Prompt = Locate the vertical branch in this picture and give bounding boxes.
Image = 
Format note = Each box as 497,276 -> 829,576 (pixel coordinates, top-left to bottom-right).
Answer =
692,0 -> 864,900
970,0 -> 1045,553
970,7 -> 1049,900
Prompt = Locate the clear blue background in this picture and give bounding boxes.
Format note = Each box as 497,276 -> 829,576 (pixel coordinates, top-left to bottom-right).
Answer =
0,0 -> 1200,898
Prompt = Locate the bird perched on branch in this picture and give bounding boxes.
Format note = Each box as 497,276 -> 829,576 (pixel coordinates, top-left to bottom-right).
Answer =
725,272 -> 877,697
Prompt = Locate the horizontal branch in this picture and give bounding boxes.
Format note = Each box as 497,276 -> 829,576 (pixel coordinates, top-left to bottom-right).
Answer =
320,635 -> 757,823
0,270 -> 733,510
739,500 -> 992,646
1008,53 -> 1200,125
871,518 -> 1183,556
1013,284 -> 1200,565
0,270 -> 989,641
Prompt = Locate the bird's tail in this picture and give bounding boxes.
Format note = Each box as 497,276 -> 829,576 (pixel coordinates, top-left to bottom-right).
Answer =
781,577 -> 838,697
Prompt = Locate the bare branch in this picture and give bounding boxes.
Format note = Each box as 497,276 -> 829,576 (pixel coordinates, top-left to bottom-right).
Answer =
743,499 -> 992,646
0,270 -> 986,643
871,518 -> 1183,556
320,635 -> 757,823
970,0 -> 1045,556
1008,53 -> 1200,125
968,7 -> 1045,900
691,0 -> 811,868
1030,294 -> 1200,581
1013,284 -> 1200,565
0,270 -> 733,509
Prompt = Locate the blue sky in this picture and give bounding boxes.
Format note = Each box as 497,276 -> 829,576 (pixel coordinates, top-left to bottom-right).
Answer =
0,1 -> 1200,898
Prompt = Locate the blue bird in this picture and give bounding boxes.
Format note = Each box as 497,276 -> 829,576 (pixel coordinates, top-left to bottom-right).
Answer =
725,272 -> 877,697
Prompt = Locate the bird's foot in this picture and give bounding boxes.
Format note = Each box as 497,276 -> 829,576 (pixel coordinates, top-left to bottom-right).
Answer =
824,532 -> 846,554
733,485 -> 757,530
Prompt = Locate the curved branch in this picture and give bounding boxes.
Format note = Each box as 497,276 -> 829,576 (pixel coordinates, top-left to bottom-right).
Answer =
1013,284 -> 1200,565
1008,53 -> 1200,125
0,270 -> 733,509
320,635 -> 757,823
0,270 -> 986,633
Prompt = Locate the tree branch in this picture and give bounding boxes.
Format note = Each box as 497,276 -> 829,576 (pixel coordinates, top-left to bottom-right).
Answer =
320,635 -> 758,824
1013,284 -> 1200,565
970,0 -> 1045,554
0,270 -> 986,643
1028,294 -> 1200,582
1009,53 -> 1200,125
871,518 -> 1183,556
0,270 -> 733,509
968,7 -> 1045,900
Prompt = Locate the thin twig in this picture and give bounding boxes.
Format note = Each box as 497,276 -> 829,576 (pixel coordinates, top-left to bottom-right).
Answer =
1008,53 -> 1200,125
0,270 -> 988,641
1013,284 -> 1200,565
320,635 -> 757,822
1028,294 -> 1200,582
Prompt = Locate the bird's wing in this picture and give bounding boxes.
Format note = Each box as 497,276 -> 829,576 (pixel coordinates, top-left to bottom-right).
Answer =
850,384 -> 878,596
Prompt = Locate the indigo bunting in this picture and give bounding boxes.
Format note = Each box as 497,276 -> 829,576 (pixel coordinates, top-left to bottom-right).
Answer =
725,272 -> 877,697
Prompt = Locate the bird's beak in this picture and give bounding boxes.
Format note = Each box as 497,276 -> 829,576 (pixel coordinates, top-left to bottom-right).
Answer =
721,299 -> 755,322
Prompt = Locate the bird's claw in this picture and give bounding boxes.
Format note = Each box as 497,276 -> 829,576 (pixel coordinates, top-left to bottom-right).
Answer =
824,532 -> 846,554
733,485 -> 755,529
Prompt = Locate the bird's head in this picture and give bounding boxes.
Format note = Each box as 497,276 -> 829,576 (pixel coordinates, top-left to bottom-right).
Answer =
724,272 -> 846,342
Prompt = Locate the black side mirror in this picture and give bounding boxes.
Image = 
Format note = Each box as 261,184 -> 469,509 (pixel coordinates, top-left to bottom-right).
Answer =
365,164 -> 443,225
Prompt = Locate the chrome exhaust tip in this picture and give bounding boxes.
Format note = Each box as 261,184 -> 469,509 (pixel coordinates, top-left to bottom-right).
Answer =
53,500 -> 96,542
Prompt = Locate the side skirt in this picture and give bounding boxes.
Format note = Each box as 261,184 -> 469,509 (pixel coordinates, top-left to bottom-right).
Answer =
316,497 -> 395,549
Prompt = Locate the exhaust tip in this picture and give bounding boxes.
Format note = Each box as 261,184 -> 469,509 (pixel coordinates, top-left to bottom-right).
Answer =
════
WHAT IS REQUIRED: Can you edit the part of the data that opens with the line containing "Prompt = Locate the bird's claw" and closes with the line containing "733,485 -> 755,529", replacing "claw" with "talon" and keeping everything else unchanged? Return only those lines.

RESPONSE TO THE TASK:
Prompt = Locate the bird's talon in this picture and give bounding boxes.
Format note = Each box as 497,276 -> 829,576 (pixel coordinates, top-left to bottom-right).
Answer =
824,532 -> 846,554
733,485 -> 755,529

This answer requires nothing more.